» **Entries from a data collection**
********

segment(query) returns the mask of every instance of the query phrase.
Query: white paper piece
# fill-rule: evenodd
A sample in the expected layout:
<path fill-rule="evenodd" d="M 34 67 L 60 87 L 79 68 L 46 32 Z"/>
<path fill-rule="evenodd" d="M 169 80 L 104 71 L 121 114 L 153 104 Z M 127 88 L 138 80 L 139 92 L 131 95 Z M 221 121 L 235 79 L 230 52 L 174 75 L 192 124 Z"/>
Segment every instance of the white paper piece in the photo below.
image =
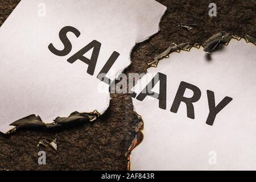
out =
<path fill-rule="evenodd" d="M 0 131 L 34 114 L 51 123 L 75 111 L 104 112 L 109 85 L 97 76 L 114 51 L 119 55 L 106 77 L 113 80 L 127 67 L 133 47 L 158 31 L 165 10 L 153 0 L 22 0 L 0 28 Z M 90 75 L 88 64 L 67 60 L 94 40 L 101 48 Z M 53 53 L 51 43 L 65 51 Z M 93 57 L 92 48 L 84 56 Z"/>
<path fill-rule="evenodd" d="M 131 169 L 256 169 L 255 51 L 255 45 L 244 39 L 232 39 L 212 53 L 210 60 L 203 48 L 192 48 L 189 52 L 172 53 L 157 68 L 150 68 L 144 77 L 150 78 L 148 82 L 158 72 L 166 75 L 166 109 L 160 109 L 159 100 L 151 96 L 142 101 L 133 100 L 144 126 L 143 140 L 131 152 Z M 193 119 L 187 117 L 183 102 L 176 113 L 170 111 L 181 81 L 196 86 L 201 93 L 193 103 Z M 145 85 L 137 85 L 139 82 L 134 88 L 138 96 Z M 154 88 L 158 93 L 159 85 Z M 217 114 L 212 126 L 206 123 L 208 90 L 214 92 L 215 106 L 225 97 L 233 99 Z M 193 94 L 186 89 L 184 97 Z"/>

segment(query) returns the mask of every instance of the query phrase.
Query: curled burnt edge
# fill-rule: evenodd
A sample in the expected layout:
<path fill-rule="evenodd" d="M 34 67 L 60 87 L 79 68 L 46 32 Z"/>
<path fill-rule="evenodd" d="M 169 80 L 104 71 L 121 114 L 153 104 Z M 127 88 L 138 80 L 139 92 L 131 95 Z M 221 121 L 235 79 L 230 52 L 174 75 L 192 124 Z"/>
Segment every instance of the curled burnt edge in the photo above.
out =
<path fill-rule="evenodd" d="M 96 120 L 100 116 L 100 114 L 96 110 L 90 113 L 79 113 L 75 111 L 71 113 L 68 117 L 57 117 L 53 120 L 53 123 L 45 123 L 43 122 L 40 116 L 32 114 L 17 120 L 10 124 L 10 126 L 14 126 L 15 127 L 9 131 L 6 134 L 11 134 L 20 128 L 50 129 L 63 126 L 71 123 L 92 122 Z"/>
<path fill-rule="evenodd" d="M 135 112 L 135 114 L 136 114 L 137 117 L 135 122 L 136 123 L 137 123 L 135 129 L 135 136 L 131 142 L 131 145 L 130 146 L 127 151 L 125 154 L 125 157 L 127 158 L 127 171 L 130 171 L 131 168 L 131 162 L 130 158 L 131 152 L 133 149 L 134 149 L 135 147 L 136 147 L 139 144 L 141 143 L 143 139 L 143 134 L 142 133 L 144 126 L 143 121 L 142 120 L 142 117 L 138 114 L 137 113 Z"/>
<path fill-rule="evenodd" d="M 179 26 L 181 26 L 182 28 L 186 28 L 187 30 L 191 30 L 193 28 L 197 26 L 195 23 L 180 23 Z"/>
<path fill-rule="evenodd" d="M 180 52 L 181 51 L 189 51 L 192 47 L 200 48 L 201 46 L 203 46 L 203 47 L 204 47 L 204 52 L 207 53 L 210 53 L 217 49 L 220 43 L 228 46 L 232 39 L 240 40 L 242 38 L 243 38 L 247 43 L 251 43 L 256 46 L 256 39 L 248 35 L 246 35 L 244 37 L 242 38 L 237 35 L 233 35 L 225 31 L 222 31 L 214 34 L 207 39 L 201 45 L 197 43 L 195 43 L 193 45 L 191 45 L 189 42 L 185 42 L 178 45 L 175 43 L 172 43 L 165 51 L 160 54 L 156 55 L 155 56 L 154 60 L 151 63 L 148 63 L 148 65 L 149 67 L 157 67 L 158 64 L 160 60 L 164 58 L 168 58 L 170 54 L 174 52 Z M 125 154 L 125 156 L 127 157 L 128 160 L 127 167 L 127 169 L 128 171 L 130 170 L 131 163 L 130 155 L 131 151 L 142 142 L 144 137 L 143 133 L 142 133 L 144 126 L 142 118 L 138 113 L 136 112 L 135 113 L 137 116 L 137 119 L 138 120 L 137 122 L 138 124 L 135 129 L 136 135 L 135 138 L 131 143 L 131 144 L 127 152 Z"/>
<path fill-rule="evenodd" d="M 204 52 L 207 53 L 211 53 L 218 48 L 220 43 L 227 46 L 232 39 L 236 39 L 238 40 L 244 39 L 247 43 L 251 43 L 256 45 L 256 39 L 248 35 L 246 35 L 244 37 L 240 37 L 237 35 L 233 35 L 225 31 L 221 31 L 213 35 L 202 44 L 196 43 L 191 45 L 189 42 L 181 43 L 178 45 L 172 43 L 165 51 L 160 54 L 156 55 L 155 56 L 154 60 L 148 63 L 148 65 L 150 67 L 157 67 L 158 62 L 164 58 L 169 57 L 169 55 L 171 53 L 174 52 L 180 52 L 181 50 L 189 51 L 192 47 L 200 48 L 201 46 L 203 46 Z"/>

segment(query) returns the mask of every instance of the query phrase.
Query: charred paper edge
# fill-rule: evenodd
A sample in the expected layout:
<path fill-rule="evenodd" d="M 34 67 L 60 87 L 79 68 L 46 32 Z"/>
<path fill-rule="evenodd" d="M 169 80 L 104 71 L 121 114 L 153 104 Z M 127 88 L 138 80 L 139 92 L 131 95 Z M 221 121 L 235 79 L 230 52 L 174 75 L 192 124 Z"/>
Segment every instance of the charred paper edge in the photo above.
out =
<path fill-rule="evenodd" d="M 125 154 L 125 157 L 127 158 L 127 170 L 130 171 L 131 169 L 131 162 L 130 162 L 130 154 L 131 151 L 137 146 L 138 146 L 142 140 L 143 139 L 144 135 L 143 133 L 144 122 L 142 119 L 141 115 L 139 115 L 137 113 L 134 111 L 135 114 L 137 116 L 137 119 L 138 119 L 137 125 L 135 128 L 135 137 L 133 140 L 131 142 L 131 144 L 130 146 L 128 148 L 127 151 Z"/>
<path fill-rule="evenodd" d="M 185 42 L 178 45 L 172 43 L 165 51 L 160 54 L 156 55 L 155 56 L 154 60 L 148 63 L 147 65 L 149 66 L 149 68 L 156 68 L 159 61 L 164 58 L 168 58 L 171 53 L 175 52 L 179 53 L 181 51 L 190 51 L 192 47 L 199 49 L 203 47 L 204 48 L 204 51 L 207 53 L 210 53 L 216 51 L 220 44 L 228 46 L 230 40 L 233 39 L 238 41 L 243 39 L 246 43 L 250 43 L 256 46 L 256 39 L 248 35 L 246 35 L 243 37 L 240 37 L 222 31 L 214 34 L 201 44 L 195 43 L 193 45 L 191 45 L 189 42 Z"/>
<path fill-rule="evenodd" d="M 224 34 L 224 35 L 223 35 Z M 221 37 L 220 38 L 220 35 Z M 228 46 L 231 39 L 234 39 L 238 41 L 241 39 L 243 39 L 245 40 L 246 43 L 251 43 L 255 46 L 256 46 L 256 39 L 253 37 L 249 36 L 248 35 L 246 35 L 244 37 L 240 37 L 237 35 L 233 35 L 230 34 L 226 33 L 226 32 L 222 31 L 218 32 L 217 34 L 214 34 L 210 38 L 207 39 L 204 43 L 202 44 L 199 44 L 197 43 L 194 44 L 191 46 L 189 42 L 186 42 L 184 43 L 179 44 L 177 45 L 175 43 L 172 43 L 171 46 L 163 52 L 160 54 L 156 55 L 155 56 L 155 60 L 151 63 L 148 63 L 148 65 L 149 67 L 155 67 L 156 68 L 158 63 L 162 59 L 164 58 L 168 58 L 170 54 L 172 52 L 178 52 L 180 53 L 181 51 L 190 51 L 192 47 L 196 48 L 199 49 L 201 47 L 203 47 L 204 48 L 207 47 L 207 46 L 208 45 L 210 45 L 210 44 L 213 44 L 214 42 L 216 43 L 216 45 L 213 46 L 213 49 L 212 50 L 213 51 L 215 51 L 215 49 L 217 47 L 220 43 L 221 43 L 225 46 Z M 217 40 L 216 41 L 216 40 Z M 207 52 L 205 50 L 204 50 L 207 53 L 210 53 L 211 52 Z M 131 151 L 138 146 L 143 140 L 144 138 L 144 134 L 143 133 L 143 126 L 144 122 L 142 119 L 142 117 L 141 115 L 139 115 L 135 111 L 134 111 L 135 113 L 137 116 L 137 119 L 139 120 L 138 123 L 135 129 L 136 135 L 135 138 L 133 140 L 131 144 L 128 149 L 127 152 L 125 154 L 125 156 L 127 158 L 128 164 L 127 167 L 127 169 L 130 171 L 131 169 L 131 162 L 130 162 L 130 154 Z"/>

********

» **WHAT YOU SHOULD DO**
Copy the entries from the start up to and including the line with "131 L 34 114", switching "white paper piece" to "white paper scrap" and keeping everything else the same. Leave the pictures out of your copy.

» **COMPLETED EXERCISE**
segment(query) returns the mask of every instance of the query phrase.
Query: white paper scrap
# fill-rule: evenodd
A sample in the expected layout:
<path fill-rule="evenodd" d="M 34 67 L 60 87 L 79 68 L 46 32 Z"/>
<path fill-rule="evenodd" d="M 169 80 L 104 71 L 121 114 L 153 104 Z M 127 88 L 138 80 L 139 92 L 131 95 Z M 221 121 L 235 79 L 230 52 L 174 75 L 192 124 Z"/>
Segment every instance of the white paper scrap in the photo below.
image =
out =
<path fill-rule="evenodd" d="M 0 131 L 34 114 L 51 123 L 75 111 L 104 112 L 109 85 L 97 76 L 114 51 L 119 55 L 106 77 L 113 80 L 127 67 L 133 47 L 158 31 L 165 10 L 153 0 L 22 0 L 0 28 Z M 90 75 L 88 64 L 67 60 L 94 40 L 101 48 Z M 53 53 L 51 43 L 65 51 Z M 93 57 L 92 48 L 84 56 Z"/>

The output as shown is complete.